■ Document text ■
▬▬▬

However all is not a bed of roses for turbine projects in the "general Nanfan area".  In January 2013 members of Men's Fire (associated with the Hereditary Council and Haudenosaunee Development Institute) went on a "roving" protest movement around Nanticoke, as seen here, disrupting various operations in that vicinity.  The stated reason for their action was the company's insistence on the removal of an eagles nest (see picture below).  Someone more cynical than myself might say that it had more to do that the fact that the deals had been with the Elected Council, leaving the Hereditary Council out in the cold once again.

An altered logo in a YouTube videoof crews removing a bald eagle's nest at the site of a wind farm in Haldimand, Ont., is the subject of a cease and desist letter a Middlesex County anti-wind turbine activist has received from lawyers for NextEra Energy Canada. SUBMITTED PHOTO/ ONTARIO WIND RESISITANCE


A very detailed description of every imaginable facet of the Summerhaven Wind Energy Project can be seen here.  It is situated around the town of Jarvis extending to the border of the Haldimand Tract, and down to Lake Erie between about Nanticoke and Sweets Corners.  This largely involves Walpole Township, within Haldimand County, but not within the Haldimand Tract. 

In May of 2012 there was a heated debate at Six Nations about turbines and solar panels, specifically over the Summerhaven Project near Jarvis (noted above) which was just getting underway.  In effect the Elected Council approved of this work and in principle for such projects on the Reserve.  Members of the Hereditary Council were against the Summerhaven Project and were upset that a while back Chief Montour of the Elected Council had gone on record as saying he would lie down in front of the bulldozers before he would see this in his backyard, but he had "done a 360".  See here for the article about the matter.  Well, all that changed.  The Jarvis "field of nightmares" is now well underway, and it is, in my opinion, a hideous eyesore and it saddens me that these "creatures" have so ruined the landscape.  No one is lying down in front of the bulldozers - it is full steam ahead. 

A few pictures of what is presently in place here are seen below.  Here a turbine is rather close to a house just east of Jarvis along Highway 3.  Wonder how owner feels about this.

 
 
The picture below was taken from the cemetery behind a church in Jarvis.  I am sure that the symbolic meaning is not lost on readers.
 



Belief that Consultation and Agreement with the Six Nations is Mandatory:  There is (or was) an agreement in place whereby Six Nations will be consulted, and information shared, in any project planned for the various municipalities in the Grand River watershed (and the Grand River Conservation Authority).  The reason being that, "all parties acknowledge that there are outstanding land issues in the Notification Area".  Thus the Grand River Notification Agreement was born on 3 October 1998, to be renewed every 5 years.  I am not sure whether the agreement was renewed in October 2013 as per the plan of this document.  However, this is an agreement without "teeth".  It specifically states that, "This Agreement is not legally binding on any of the Parties, ........ "  However, perception is reality.  Thus if a developer sees this agreement as having more clout than it does, they may come to the conclusion (especially if a van load of activists show up) that they do really need to consult, irrespective of the validity of the matter.  For details see here.

▬▬▬

■ Listed entries ■
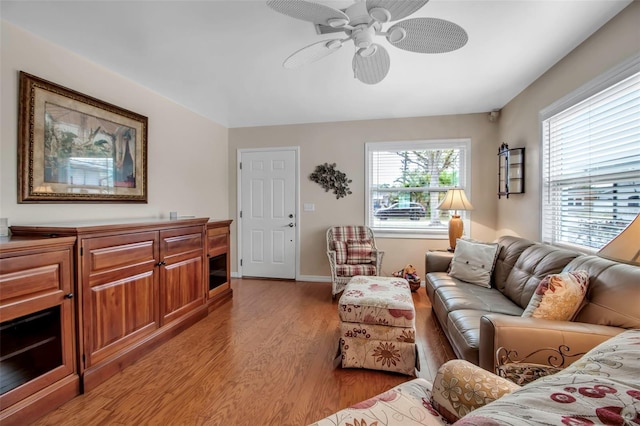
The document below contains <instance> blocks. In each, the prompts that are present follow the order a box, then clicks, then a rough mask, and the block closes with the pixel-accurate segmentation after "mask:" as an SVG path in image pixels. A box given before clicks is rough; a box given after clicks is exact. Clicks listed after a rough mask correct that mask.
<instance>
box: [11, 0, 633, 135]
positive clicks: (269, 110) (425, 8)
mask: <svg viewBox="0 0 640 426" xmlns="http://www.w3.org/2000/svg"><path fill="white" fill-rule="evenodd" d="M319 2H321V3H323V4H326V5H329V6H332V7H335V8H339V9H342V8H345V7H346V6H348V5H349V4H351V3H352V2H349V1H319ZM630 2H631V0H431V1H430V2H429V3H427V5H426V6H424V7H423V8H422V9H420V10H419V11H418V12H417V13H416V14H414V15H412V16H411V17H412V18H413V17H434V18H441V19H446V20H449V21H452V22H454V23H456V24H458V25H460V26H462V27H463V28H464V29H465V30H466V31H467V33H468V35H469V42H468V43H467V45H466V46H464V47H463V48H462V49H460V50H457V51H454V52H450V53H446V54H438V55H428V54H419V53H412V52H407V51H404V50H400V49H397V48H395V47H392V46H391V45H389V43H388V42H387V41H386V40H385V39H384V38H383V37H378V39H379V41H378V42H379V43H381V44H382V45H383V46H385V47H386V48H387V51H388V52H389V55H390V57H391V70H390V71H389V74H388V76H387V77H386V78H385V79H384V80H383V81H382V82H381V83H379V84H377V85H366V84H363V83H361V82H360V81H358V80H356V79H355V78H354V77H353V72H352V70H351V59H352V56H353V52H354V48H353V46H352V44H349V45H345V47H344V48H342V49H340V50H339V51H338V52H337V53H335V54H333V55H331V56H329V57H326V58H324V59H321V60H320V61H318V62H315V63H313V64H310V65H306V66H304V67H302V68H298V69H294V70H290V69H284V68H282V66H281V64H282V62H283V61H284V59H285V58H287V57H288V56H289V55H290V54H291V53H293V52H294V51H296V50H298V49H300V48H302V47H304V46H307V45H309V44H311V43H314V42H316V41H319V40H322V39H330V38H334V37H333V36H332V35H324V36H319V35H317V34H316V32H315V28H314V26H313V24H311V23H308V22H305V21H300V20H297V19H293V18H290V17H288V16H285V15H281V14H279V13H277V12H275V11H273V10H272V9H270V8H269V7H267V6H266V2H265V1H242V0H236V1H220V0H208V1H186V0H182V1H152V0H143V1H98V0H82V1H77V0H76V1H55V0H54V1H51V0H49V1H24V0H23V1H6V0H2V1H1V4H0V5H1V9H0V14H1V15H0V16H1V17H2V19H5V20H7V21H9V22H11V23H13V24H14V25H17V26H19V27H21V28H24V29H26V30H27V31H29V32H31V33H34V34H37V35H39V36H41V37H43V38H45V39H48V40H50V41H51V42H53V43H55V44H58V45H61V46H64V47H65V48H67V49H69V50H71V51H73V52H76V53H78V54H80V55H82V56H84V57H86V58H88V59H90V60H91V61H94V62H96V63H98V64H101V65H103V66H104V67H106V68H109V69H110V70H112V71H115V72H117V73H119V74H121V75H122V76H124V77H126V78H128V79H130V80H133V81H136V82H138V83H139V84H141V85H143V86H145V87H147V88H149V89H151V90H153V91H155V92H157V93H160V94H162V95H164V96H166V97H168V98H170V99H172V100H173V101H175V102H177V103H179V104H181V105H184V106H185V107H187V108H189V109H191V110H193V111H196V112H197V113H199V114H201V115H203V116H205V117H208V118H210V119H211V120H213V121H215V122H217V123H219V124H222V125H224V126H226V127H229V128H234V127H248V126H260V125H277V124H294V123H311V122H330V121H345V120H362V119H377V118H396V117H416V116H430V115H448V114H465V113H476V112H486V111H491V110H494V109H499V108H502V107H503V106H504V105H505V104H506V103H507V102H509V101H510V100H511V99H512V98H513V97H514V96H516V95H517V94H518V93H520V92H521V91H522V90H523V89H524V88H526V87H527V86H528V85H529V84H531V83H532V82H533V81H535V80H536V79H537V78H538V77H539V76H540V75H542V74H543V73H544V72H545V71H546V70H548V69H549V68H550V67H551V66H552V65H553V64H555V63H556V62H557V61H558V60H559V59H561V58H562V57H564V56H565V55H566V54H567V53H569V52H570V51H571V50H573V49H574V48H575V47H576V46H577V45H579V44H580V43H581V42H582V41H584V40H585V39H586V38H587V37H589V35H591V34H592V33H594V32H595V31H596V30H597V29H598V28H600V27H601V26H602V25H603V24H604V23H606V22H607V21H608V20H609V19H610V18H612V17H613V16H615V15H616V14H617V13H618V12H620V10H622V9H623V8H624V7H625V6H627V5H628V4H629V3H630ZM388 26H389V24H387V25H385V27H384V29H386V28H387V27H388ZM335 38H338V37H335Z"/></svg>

▬▬▬

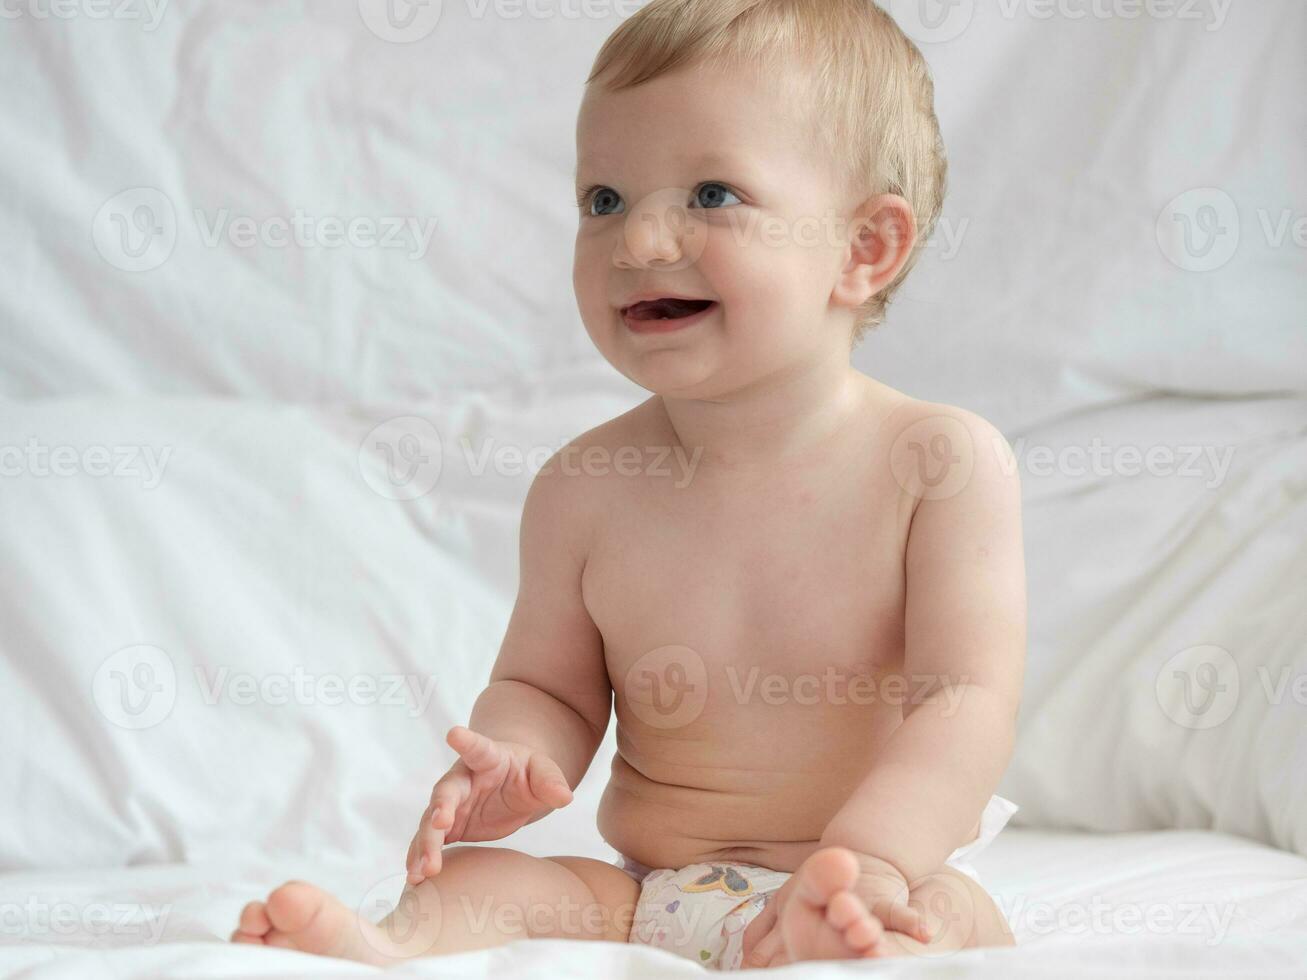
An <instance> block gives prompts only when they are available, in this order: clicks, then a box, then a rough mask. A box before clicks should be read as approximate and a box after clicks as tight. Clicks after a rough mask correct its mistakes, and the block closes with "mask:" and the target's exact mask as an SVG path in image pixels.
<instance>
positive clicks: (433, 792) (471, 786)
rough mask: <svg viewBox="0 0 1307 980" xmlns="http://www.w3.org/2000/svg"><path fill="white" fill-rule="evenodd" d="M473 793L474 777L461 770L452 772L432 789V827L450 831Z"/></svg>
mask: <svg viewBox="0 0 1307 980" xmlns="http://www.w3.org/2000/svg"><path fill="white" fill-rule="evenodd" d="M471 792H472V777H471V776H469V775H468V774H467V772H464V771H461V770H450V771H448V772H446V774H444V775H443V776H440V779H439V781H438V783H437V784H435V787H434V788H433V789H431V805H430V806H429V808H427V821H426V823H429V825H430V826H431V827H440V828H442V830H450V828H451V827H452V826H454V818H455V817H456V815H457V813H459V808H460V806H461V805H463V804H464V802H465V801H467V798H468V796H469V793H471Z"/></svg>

▬▬▬

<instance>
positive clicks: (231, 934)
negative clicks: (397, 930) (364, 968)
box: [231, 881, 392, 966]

▬▬▬

■ Task description ■
Answer these questions from the wind-project text:
(a) In what month and year did members of Men's Fire go on their roving protest around Nanticoke?
(b) Around which town is the Summerhaven Wind Energy Project situated?
(c) On what date was the Grand River Notification Agreement born, and how often was it to be renewed?

■ Reply ■
(a) January 2013
(b) Jarvis
(c) It was born on 3 October 1998 and was to be renewed every 5 years.